→ **REQUIREMENT**: Copy out the records below word for word, starting at the beginning and running through the line containing "(1045, 355)", with that line included.

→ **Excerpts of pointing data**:
....
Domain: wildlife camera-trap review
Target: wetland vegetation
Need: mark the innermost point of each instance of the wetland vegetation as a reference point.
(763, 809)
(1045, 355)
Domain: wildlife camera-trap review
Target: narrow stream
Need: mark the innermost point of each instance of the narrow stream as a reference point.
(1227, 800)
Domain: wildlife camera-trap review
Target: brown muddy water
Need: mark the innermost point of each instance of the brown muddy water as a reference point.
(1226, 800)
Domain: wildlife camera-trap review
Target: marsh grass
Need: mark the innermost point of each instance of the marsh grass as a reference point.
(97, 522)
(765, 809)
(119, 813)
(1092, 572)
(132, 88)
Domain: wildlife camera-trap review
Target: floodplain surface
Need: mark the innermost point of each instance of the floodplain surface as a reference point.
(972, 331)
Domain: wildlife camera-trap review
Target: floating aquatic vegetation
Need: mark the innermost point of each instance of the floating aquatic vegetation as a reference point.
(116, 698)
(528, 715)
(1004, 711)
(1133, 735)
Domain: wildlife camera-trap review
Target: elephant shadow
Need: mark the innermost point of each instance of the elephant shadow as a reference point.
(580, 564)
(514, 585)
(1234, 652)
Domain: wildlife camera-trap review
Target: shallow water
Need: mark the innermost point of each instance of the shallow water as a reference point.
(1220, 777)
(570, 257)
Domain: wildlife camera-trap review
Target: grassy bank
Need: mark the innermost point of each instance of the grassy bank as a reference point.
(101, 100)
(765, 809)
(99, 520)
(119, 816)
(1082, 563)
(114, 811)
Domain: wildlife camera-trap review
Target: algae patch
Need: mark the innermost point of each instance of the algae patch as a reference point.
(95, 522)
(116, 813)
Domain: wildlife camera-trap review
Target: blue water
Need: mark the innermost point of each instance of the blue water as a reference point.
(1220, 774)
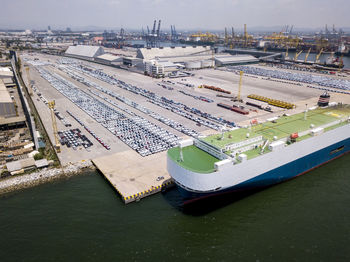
....
→ **FINISHED ANSWER**:
Domain: wildlife camera-trap review
Target: wetland vegetation
Need: mark the innermost point of each instance of the wetland vegetation as a reference point.
(763, 809)
(1045, 355)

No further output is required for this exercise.